PROVIDED RECORDS

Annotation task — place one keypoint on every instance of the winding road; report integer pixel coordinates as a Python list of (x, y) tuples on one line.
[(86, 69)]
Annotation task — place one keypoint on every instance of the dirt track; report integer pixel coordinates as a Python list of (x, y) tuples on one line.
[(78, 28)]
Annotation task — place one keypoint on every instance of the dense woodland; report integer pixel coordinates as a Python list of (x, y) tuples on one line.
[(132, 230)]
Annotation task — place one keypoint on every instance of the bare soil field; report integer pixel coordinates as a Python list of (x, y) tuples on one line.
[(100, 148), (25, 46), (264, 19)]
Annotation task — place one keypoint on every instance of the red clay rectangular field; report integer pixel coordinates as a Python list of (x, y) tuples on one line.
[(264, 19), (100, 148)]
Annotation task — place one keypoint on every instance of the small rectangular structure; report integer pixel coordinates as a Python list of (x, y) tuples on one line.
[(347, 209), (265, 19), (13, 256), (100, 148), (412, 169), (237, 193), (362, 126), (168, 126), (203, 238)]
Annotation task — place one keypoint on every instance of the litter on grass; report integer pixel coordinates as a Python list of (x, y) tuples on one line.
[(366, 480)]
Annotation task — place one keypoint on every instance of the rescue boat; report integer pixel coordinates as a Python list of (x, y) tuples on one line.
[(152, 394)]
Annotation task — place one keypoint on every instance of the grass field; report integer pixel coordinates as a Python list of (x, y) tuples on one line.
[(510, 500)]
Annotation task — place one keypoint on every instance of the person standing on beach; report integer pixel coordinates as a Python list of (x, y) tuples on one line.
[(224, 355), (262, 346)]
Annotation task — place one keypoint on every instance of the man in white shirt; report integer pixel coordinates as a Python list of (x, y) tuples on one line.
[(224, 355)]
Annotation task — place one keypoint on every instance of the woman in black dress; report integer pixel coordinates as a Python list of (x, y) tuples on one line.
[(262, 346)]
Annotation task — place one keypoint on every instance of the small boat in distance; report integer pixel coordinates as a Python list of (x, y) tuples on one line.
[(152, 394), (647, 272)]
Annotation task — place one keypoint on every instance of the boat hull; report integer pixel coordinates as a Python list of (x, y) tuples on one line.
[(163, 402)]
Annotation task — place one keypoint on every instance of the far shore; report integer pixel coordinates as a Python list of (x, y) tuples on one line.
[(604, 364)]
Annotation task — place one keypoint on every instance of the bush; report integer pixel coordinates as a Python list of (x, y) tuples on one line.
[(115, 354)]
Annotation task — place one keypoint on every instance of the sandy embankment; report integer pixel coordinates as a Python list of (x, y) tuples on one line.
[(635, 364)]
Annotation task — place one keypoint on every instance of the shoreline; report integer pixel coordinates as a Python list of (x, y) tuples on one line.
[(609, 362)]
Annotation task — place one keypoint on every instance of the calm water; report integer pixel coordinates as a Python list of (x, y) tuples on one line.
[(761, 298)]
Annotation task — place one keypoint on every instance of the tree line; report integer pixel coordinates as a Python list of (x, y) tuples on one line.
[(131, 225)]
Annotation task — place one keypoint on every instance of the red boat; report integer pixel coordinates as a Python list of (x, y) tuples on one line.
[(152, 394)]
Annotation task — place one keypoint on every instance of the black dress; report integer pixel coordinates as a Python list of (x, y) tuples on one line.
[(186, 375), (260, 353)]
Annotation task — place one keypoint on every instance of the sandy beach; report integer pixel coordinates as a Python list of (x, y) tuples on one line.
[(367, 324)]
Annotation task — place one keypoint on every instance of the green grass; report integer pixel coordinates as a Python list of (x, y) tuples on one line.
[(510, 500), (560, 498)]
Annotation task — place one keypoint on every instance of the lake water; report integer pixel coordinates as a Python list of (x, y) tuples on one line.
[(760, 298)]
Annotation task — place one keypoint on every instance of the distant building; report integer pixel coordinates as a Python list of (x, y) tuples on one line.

EXERCISE INSTRUCTIONS
Format every line above as a Markdown table with two columns, Row and Entry. Number each nonblank line in order and leave out the blank ones.

OUTPUT FOR THIS EXERCISE
| Row | Entry |
|---|---|
| 1 | Annotation task — place one keypoint on every instance of the winding road; report integer pixel coordinates as a Python list of (x, y) tuples on one line. |
| 2 | [(86, 69)] |
| 3 | Annotation task — place one keypoint on every instance of the dirt track; report integer pixel coordinates as a Python list of (x, y) tuples on one line. |
| 4 | [(78, 28)] |
| 5 | Annotation task — place one keypoint on every instance of the dense woodland; report integer pixel coordinates as a Python list of (x, y) tuples on one line. |
| 6 | [(132, 230)] |
| 7 | Annotation task — place one keypoint on every instance of the bare soil field; report integer pixel coordinates as a Python list of (x, y) tuples on one line. |
| 8 | [(100, 148), (25, 46), (264, 19)] |
| 9 | Annotation task — place one keypoint on every instance of the red clay rectangular field; report integer pixel coordinates as a Python list of (x, y) tuples on one line. |
| 10 | [(264, 19), (100, 148)] |
| 11 | Annotation task — place one keypoint on every instance of the small rectangular structure; report integer pixel coordinates as a Python list of (x, y) tuples on one line. |
| 12 | [(347, 209), (265, 19), (13, 256), (100, 148), (412, 169), (237, 193), (362, 126), (168, 126), (203, 238)] |
| 13 | Annotation task — place one keypoint on every instance of the litter on grass; report integer pixel coordinates as a Python list of (x, y) tuples on one line. |
| 14 | [(366, 480)] |
| 15 | Annotation task — place one keypoint on every instance of the rescue boat; report integer pixel coordinates as a Python list of (x, y) tuples on one line. |
| 16 | [(152, 394)] |
| 17 | Annotation task — place one keypoint on every instance of the grass field; report integer pixel coordinates as a Python list of (x, y) tuples on one line. |
| 18 | [(510, 500)] |
| 19 | Annotation task — place one keypoint on every instance of the person standing on beach; report integer pixel coordinates as a Python list of (x, y) tuples on one line. |
| 20 | [(224, 355), (262, 346)] |
| 21 | Annotation task — place one keypoint on every instance of the man in white shirt; report integer pixel coordinates as a Python list of (x, y) tuples on one line. |
| 22 | [(224, 355)] |
| 23 | Annotation task — place one keypoint on every instance of the woman in black dress; report integer pixel coordinates as a Python list of (x, y) tuples on one line. |
| 24 | [(262, 346)] |
| 25 | Annotation task — place one keypoint on every instance of the small boat in distance; report integer pixel coordinates as a Python list of (x, y) tuples on one line. |
| 26 | [(152, 394), (647, 272)] |
| 27 | Annotation task — place one keypoint on every instance of the boat hull; report integer pixel coordinates as a Python list of (x, y) tuples on one line. |
| 28 | [(163, 402)] |
| 29 | Annotation task — place one keypoint on every instance of the far shore; report integer pixel coordinates as a Python list of (x, y) tuples on one line. |
| 30 | [(604, 364)] |
| 31 | Annotation task — place one keypoint on every instance of the bush; report integer pixel coordinates as a Python list of (x, y) tuples on one line. |
| 32 | [(115, 354)] |
| 33 | Annotation task — place one keypoint on every instance of the sandy embankment; report integer pixel coordinates as a Python list of (x, y) tuples on one line. |
| 34 | [(635, 364)] |
| 35 | Annotation task — place one keypoint on every instance of the shoreline; report integer pixel coordinates as a Python list of (x, y) tuples on one line. |
| 36 | [(609, 362)] |
| 37 | Annotation task — place one keypoint on every instance of the calm water; report integer pixel coordinates as a Python list of (x, y) tuples on one line. |
| 38 | [(761, 298)] |
| 39 | Annotation task — place one keypoint on every instance of the tree line; report integer pixel coordinates as a Python list of (x, y) tuples on one line. |
| 40 | [(131, 225)] |
| 41 | Annotation task — place one keypoint on every instance of the red boat; report integer pixel coordinates as a Python list of (x, y) tuples on one line. |
| 42 | [(152, 394)] |
| 43 | Annotation task — place one keypoint on every instance of the black dress; report integer pixel coordinates as a Python list of (x, y) tuples on one line. |
| 44 | [(186, 375), (260, 353)] |
| 45 | Annotation task — place one keypoint on every instance of the sandy beach; report integer pixel coordinates as a Python list of (x, y) tuples on one line. |
| 46 | [(367, 324)] |
| 47 | Annotation task — place one keypoint on every instance of the green grass; report integer pixel coordinates as a Python list of (x, y) tuples on one line. |
| 48 | [(510, 500), (560, 498)] |
| 49 | Annotation task — place one keypoint on every instance of the lake water; report integer pixel coordinates as a Python list of (x, y) tuples on one line. |
| 50 | [(760, 298)] |
| 51 | Annotation task — place one keypoint on every instance of the distant building; report integer pixel coordinates as a Python list of (x, y) tuples on one line. |